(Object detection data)
+--

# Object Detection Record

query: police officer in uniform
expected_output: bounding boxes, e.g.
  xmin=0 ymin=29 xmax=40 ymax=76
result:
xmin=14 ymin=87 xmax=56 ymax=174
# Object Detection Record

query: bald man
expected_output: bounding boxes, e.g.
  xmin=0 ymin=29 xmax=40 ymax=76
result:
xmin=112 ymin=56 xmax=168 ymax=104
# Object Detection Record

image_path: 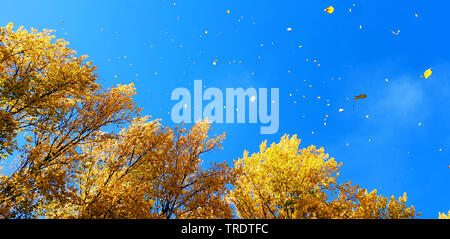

+--

__INSTRUCTIONS FOR THE TASK__:
Please quote all of the data above word for word, leaving out the pictures.

__COMPLETED EXERCISE__:
# Object Detection Record

query: police officer in uniform
expected_output: bounding boxes, e.g.
  xmin=0 ymin=29 xmax=40 ymax=76
result:
xmin=14 ymin=87 xmax=56 ymax=174
# Object Detection Record

query: bald man
expected_output: bounding boxes, e.g.
  xmin=0 ymin=29 xmax=40 ymax=76
result:
xmin=112 ymin=56 xmax=168 ymax=104
# Object Detection Record

image_path: 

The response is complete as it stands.